:: EXERCISE INSTRUCTIONS ::
Print the records exactly and in full, please; the pictures stay out.

:: DATA FOR REVIEW ::
= = = = = = =

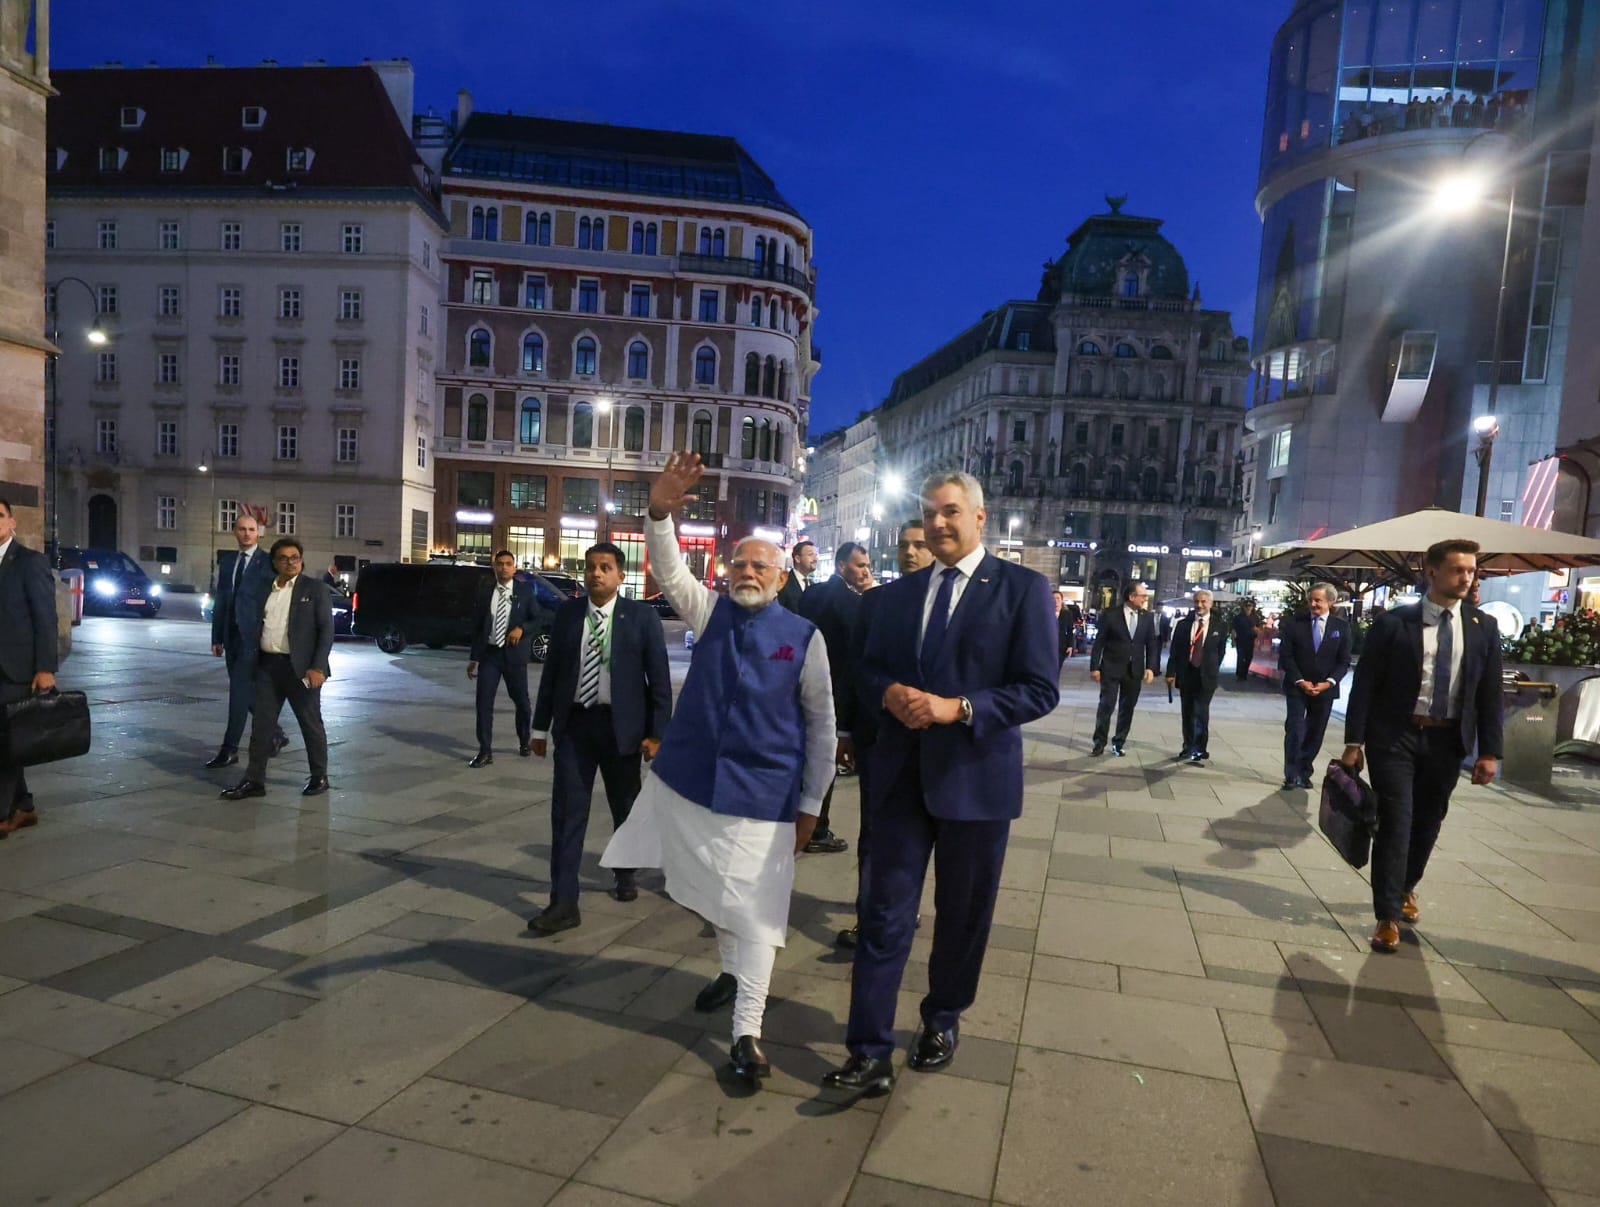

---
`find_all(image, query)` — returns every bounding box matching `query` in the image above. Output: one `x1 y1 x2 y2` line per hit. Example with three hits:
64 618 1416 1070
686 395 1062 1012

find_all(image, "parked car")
539 571 585 599
53 547 162 617
351 563 554 659
202 586 355 636
643 592 679 620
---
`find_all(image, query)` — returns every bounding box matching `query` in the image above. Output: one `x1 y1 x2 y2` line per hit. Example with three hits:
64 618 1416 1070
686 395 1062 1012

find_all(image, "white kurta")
601 515 836 947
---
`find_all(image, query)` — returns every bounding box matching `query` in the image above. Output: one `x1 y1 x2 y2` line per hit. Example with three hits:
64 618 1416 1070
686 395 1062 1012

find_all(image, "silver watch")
958 696 973 724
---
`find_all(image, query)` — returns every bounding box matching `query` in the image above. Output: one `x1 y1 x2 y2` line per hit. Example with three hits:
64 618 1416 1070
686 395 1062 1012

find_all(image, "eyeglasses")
729 559 775 574
273 553 303 564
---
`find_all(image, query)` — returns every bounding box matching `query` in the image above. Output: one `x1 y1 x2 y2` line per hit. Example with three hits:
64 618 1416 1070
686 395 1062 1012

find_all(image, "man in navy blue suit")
1088 582 1162 755
823 472 1059 1094
466 550 542 767
527 542 671 934
1278 583 1352 789
206 513 284 768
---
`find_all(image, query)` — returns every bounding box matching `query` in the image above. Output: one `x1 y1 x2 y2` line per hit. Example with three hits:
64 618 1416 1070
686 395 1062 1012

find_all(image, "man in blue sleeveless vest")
602 452 836 1089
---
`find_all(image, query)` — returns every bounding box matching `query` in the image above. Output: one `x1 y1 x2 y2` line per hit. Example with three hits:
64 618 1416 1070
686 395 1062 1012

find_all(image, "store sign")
1127 543 1169 555
679 523 716 538
455 509 494 525
1053 539 1096 551
560 515 598 531
1181 546 1225 559
752 526 786 543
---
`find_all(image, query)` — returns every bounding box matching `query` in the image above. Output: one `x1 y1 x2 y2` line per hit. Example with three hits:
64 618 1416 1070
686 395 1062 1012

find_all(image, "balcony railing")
677 254 812 294
1061 294 1193 314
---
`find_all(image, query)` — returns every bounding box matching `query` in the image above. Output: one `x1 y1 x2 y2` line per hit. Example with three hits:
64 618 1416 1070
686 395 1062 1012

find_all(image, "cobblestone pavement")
2 616 1598 1206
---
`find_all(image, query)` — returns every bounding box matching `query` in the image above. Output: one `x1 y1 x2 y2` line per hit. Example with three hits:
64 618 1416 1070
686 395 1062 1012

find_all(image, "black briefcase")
2 689 92 767
1318 759 1379 870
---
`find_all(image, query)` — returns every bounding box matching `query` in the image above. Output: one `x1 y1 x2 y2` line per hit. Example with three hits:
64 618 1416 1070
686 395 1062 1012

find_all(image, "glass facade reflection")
1262 0 1546 181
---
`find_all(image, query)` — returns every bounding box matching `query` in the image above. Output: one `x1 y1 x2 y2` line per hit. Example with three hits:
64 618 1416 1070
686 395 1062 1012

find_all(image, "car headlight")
93 578 118 597
148 584 162 597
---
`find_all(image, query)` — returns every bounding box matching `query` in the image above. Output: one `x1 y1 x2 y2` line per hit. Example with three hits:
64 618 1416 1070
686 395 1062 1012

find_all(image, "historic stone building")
0 0 51 545
876 202 1250 606
431 97 817 595
46 61 443 588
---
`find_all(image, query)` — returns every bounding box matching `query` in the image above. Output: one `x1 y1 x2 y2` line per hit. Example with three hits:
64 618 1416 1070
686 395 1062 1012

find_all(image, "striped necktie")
491 586 510 646
578 608 606 707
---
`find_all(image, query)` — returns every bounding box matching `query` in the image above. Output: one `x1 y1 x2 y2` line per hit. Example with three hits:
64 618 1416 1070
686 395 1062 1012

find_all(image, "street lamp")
44 276 108 558
596 394 619 540
197 446 218 588
1472 415 1500 518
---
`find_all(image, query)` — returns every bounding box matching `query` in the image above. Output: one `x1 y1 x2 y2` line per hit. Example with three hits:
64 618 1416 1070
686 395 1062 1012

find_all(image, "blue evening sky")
54 0 1287 435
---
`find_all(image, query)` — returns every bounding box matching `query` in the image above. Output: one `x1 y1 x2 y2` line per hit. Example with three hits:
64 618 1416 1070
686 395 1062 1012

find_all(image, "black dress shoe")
836 925 859 949
822 1054 895 1095
518 742 532 757
1110 742 1126 757
1196 750 1211 761
1091 741 1106 756
468 752 493 768
908 1024 958 1071
1173 749 1194 761
205 749 238 769
269 732 289 756
730 1035 770 1086
220 779 266 800
1296 775 1315 789
1188 752 1206 765
613 874 638 903
302 776 329 796
1281 778 1298 791
527 903 581 935
804 828 849 854
694 971 738 1013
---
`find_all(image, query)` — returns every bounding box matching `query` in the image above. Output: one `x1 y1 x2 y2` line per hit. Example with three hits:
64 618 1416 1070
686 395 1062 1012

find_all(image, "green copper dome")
1039 197 1192 303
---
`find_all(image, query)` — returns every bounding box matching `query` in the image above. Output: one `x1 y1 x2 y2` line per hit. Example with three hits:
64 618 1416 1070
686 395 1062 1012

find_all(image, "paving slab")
1020 980 1235 1079
861 1071 1008 1199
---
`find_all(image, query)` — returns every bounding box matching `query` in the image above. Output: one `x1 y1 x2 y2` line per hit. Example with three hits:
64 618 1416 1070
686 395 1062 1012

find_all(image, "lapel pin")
979 577 990 584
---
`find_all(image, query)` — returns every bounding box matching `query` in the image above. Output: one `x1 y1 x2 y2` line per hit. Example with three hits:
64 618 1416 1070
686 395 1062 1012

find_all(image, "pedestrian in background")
466 550 539 767
1165 589 1228 763
206 514 285 769
777 539 818 612
1232 599 1261 683
0 499 58 837
1089 582 1161 756
1278 583 1351 789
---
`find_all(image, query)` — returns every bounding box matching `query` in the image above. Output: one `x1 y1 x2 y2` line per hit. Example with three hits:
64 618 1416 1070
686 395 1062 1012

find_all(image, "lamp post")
196 446 217 588
596 394 618 540
1472 416 1499 518
44 276 108 559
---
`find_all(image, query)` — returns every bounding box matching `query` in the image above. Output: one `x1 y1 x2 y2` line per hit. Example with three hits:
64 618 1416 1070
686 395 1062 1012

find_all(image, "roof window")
241 105 266 129
118 106 144 129
286 147 314 173
222 146 251 173
97 146 126 172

= = = = = = =

:: WRITTEN RESPONSE ::
---
`find_all(image, query)` — returns every bounding box matching `query` in the image above. Output: one `x1 y1 x2 y2` line per hit. Example with three hits:
64 618 1416 1070
686 395 1062 1012

find_all(image, "parked car")
539 571 585 599
53 547 162 617
351 563 554 659
202 586 355 636
643 592 679 620
---
`find_all(image, query)` — returns every bounding box matching `query` in the image above. Output: one `x1 y1 x2 y2` line per hit. Example with three hits:
64 618 1416 1070
686 395 1062 1012

find_all(image, "white kurta")
601 515 836 947
---
`find_all(image, query)` — returns every bounding box matching `query` in the image above. Output: one `x1 y1 x2 y2` line per hit. Example with three hits:
64 618 1416 1070
686 395 1062 1012

find_all(image, "silver watch")
958 696 973 724
---
`find_all(image, query)` — returns every bounding box matching `query` in the image above. Output: one `x1 y1 x2 y2` line per hit. Example with three hits:
64 618 1416 1070
686 395 1062 1012

find_all(image, "eyeglasses")
729 559 775 574
273 553 303 564
---
`find_all(image, query)` — returns every bounding box matching `query` in the image above. Output: one `x1 y1 x2 y2` line per hit. Example with three hits:
64 618 1416 1070
686 395 1062 1012

find_all(image, "man in navy blue suit")
1088 582 1162 755
823 472 1059 1094
466 550 542 767
527 542 671 934
1278 583 1352 789
206 513 284 768
---
`find_all(image, query)` — returns every bounding box matching `query` in the image above. Output: one `x1 y1 x2 y2` line per hit. Example with three hits:
64 618 1416 1070
686 395 1062 1012

find_all(image, "man in blue sleeveless vest")
602 452 836 1089
---
`find_all(image, query)` — returns every bounding box matching `query` in the image above. Output: one `x1 y1 x2 y2` line per hit. Example with three hits:
64 618 1416 1070
686 395 1062 1012

find_all(image, "store sign")
1127 543 1169 555
679 523 716 538
455 509 494 525
1053 539 1096 551
560 515 598 531
1181 546 1225 559
752 526 786 543
---
`find_all(image, query)` — returns every bounding box matching `query` in the image above. Output: one `x1 y1 x2 y2` line per hit. Example with three hits:
64 618 1416 1070
686 395 1062 1012

find_all(image, "balcony railing")
677 254 812 294
1061 294 1193 314
---
`find_all(image, query)` — returns every bounding box matching `query` in the image above. Output: one `x1 y1 x2 y2` line per hit. Example with three hits:
64 618 1416 1070
686 395 1062 1012

find_all(image, "cobblestone pavement")
2 616 1598 1206
---
`find_all(image, query)` — returns every bounding box matching `query` in the image above. Output: one `x1 y1 x2 y2` line per hit. Example with three hits:
64 618 1416 1070
686 395 1062 1012

find_all(image, "black briefcase")
2 689 92 767
1318 759 1379 870
---
`find_all(image, query)` — returns every bounding box matching `query` in the image above. Output: one `x1 y1 x2 y2` line per hit. Example with three hits:
64 618 1416 1070
686 395 1062 1012

find_all(image, "glass facade reflection")
1262 0 1546 181
---
`find_all(image, query)` — returns every bounding box matching `query` in the image above. Output: one `x1 y1 x2 y2` line per hit. Example with three hits:
64 618 1416 1070
686 395 1062 1012

find_all(image, "car headlight")
93 578 118 597
148 584 162 597
---
`find_all(image, query)` — returns every bounding box matching `query` in the image above. Output: one `x1 y1 x2 y2` line per hit. Example with three hits:
64 618 1416 1070
686 395 1062 1012

find_all(image, "historic stone building")
0 0 51 545
876 202 1250 606
431 97 817 595
46 61 443 588
---
`find_all(image, query)` — returns every bounding box matching `query` in the image above. Output: one `x1 y1 x2 y2` line per hit. Example with three hits:
64 618 1416 1070
686 395 1062 1012

find_all(image, "striped necktie")
491 586 510 646
578 608 606 707
---
`find_all(image, query)` — returns every bounding box matching `query` in the image above. Output: one `x1 y1 x2 y2` line per hit. Example with three hits:
64 618 1416 1070
686 395 1062 1012

find_all(image, "street lamp")
44 276 108 558
596 394 619 540
197 446 218 588
1472 415 1500 518
---
`find_all(image, query)` — returns every bounding box matching `query` in the image above. Output: one `x1 y1 x2 y2` line per hit. Example with three hits:
64 618 1416 1070
686 395 1062 1012

find_all(image, "blue evening sky")
54 0 1287 435
---
`find_all(image, query)` — returns every bounding box matching `query` in the image above. Output: one `x1 y1 x2 y2` line per hit. Example with three hits:
64 618 1416 1070
686 395 1062 1012

find_all(image, "black dress shoe")
836 925 859 949
822 1054 895 1095
518 742 532 757
1110 742 1126 757
1196 750 1211 761
1091 741 1106 756
468 752 493 768
908 1024 958 1071
1173 749 1194 761
205 749 238 769
269 732 289 756
730 1035 770 1086
220 779 266 800
1296 775 1315 789
1188 752 1206 765
613 874 638 903
302 776 329 796
1281 778 1298 791
527 903 581 935
804 828 849 854
694 971 738 1013
---
`find_all(image, query)` — returns every bounding box matching `query` in the image above. Output: one `x1 y1 x2 y2` line per hit. Example with three hits:
64 618 1416 1070
686 395 1062 1012

find_all(image, "green copper dome")
1039 197 1192 303
---
`find_all(image, query)` — returns every bounding box matching `query` in the image above. Output: one `x1 y1 x2 y2` line per hit. Example with three hits:
64 618 1416 1070
686 395 1062 1012

find_all(image, "paving slab")
1020 980 1235 1079
861 1071 1008 1199
---
`find_all(image, query)` — returns every bounding box matching `query` in the image above. Output: one `x1 y1 x2 y2` line per hit. Example with three hits:
64 618 1416 1070
686 395 1062 1012

find_all(image, "lapel pin")
979 577 990 584
---
`find_all(image, query)` — returns every bounding box matching `query` in the image above. Output: one `x1 y1 x2 y2` line per hit. Example with three hits:
64 618 1416 1070
686 395 1062 1012

find_all(image, "pedestrian in background")
466 550 539 767
1165 589 1228 763
206 514 285 769
777 539 818 612
1232 599 1261 683
0 499 58 837
1089 582 1161 756
1278 583 1351 789
---
`find_all(image, query)` — returns every bounding box matching `query` in the image above. Output: one `x1 y1 x2 y2` line per hit. Example with three hits:
64 618 1416 1070
686 395 1062 1012

find_all(image, "lamp post")
196 446 217 588
596 394 618 540
1472 416 1499 518
44 276 108 559
---
`find_all(image, query)` — returns every bounding box matching `query` in the image above. Output: one `x1 y1 x2 y2` line per hit. Example with three hits:
64 618 1416 1070
686 395 1062 1012

find_all(image, "roof window")
241 105 266 129
118 106 144 129
286 147 314 173
222 146 251 173
97 146 126 172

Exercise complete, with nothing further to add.